### Job 1
Render every line of the records as a JSON list of strings, one string per line, leaving out blank lines.

### Supplied text
··········
Arguably the best moment of David Fielding's essentially well-conceived but visually rocky, uneven production was (with a conscious echo of his magical coup-de-théâtre at the end of Daphne) the ending : an ample, Rhinegoldish ring frames the couple, attired once more in wedding garb as if for a gushing wedding photo : the relationship has been reforged.

So right was this finale one could forgive the visually rocky remainder. As before, Fielding designed it himself, and rightly took his cue from Strauss's own delicious irony (after all, the composer names his main character Storch (='Stork'), a pure parody of his own name (='Ostrich')). But his design sense, and perhaps even more the poverty of construction, stoops to year nine standard -- delighting neither the eye nor, frankly, the intellect : Strauss himself at the l924 première (the libretto dates from as early as l9l7) took great pains over the set. Fielding's hardboard-looking, conifer-strewn snow backdrop was as deliberately but needlessly cheap (a child's nineteenth century toy theatre could have done better) as the not-so-funny gimmicks (the audience found them giggle-worthy) tugged up and down its apex : like a hyperactive Achim Freyer (the famously finnicky German producer-designer) at his least persuasive.

The hilarious moment where windows flop open and the house becomes a (two-way) train had, however, the ring of vintage, on-form Fielding. Elsewhere half-bitten gestures, undeveloped ideas, distinctly clumsy prop moving and mindless pantomime (contrasting with the witty punch of Jonathan Burton's crisp surtitles) made direction and conception look at best amateurish ('natural'? well....maybe). The kitsch ball scene grew repetitive; the storm was pathetic. The opening 'packing' scene, a canny forestate of Frau Storch's forthcoming walkout, was stylishly acted. But all at the expense of the overture. Yet Fielding's choice of 1920s costumes was classic, and his inspired moments included an interlude which appears to emerge from a horn gramophone (rather moving) and Storch's final occupation of his neglected chair at the close, which -- thus delayed -- was a touch of genius.
··········
### Job 2
Answer these questions about the opera review:
(a) Who wrote the surtitles?
(b) From which decade did Fielding choose the costumes?
(c) What does the name of the main character, Storch, mean?

### Records in a dataset
··········
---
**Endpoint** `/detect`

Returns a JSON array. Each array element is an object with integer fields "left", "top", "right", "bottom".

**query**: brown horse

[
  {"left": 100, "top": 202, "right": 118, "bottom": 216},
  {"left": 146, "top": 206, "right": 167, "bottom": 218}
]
··········
### Correct answer 1
[
  "---",
  "**Endpoint** `/detect`",
  "Returns a JSON array. Each array element is an object with integer fields \"left\", \"top\", \"right\", \"bottom\".",
  "**query**: brown horse",
  "[",
  "  {\"left\": 100, \"top\": 202, \"right\": 118, \"bottom\": 216},",
  "  {\"left\": 146, \"top\": 206, \"right\": 167, \"bottom\": 218}",
  "]"
]

### Correct answer 2
(a) Jonathan Burton
(b) The 1920s
(c) 'Stork'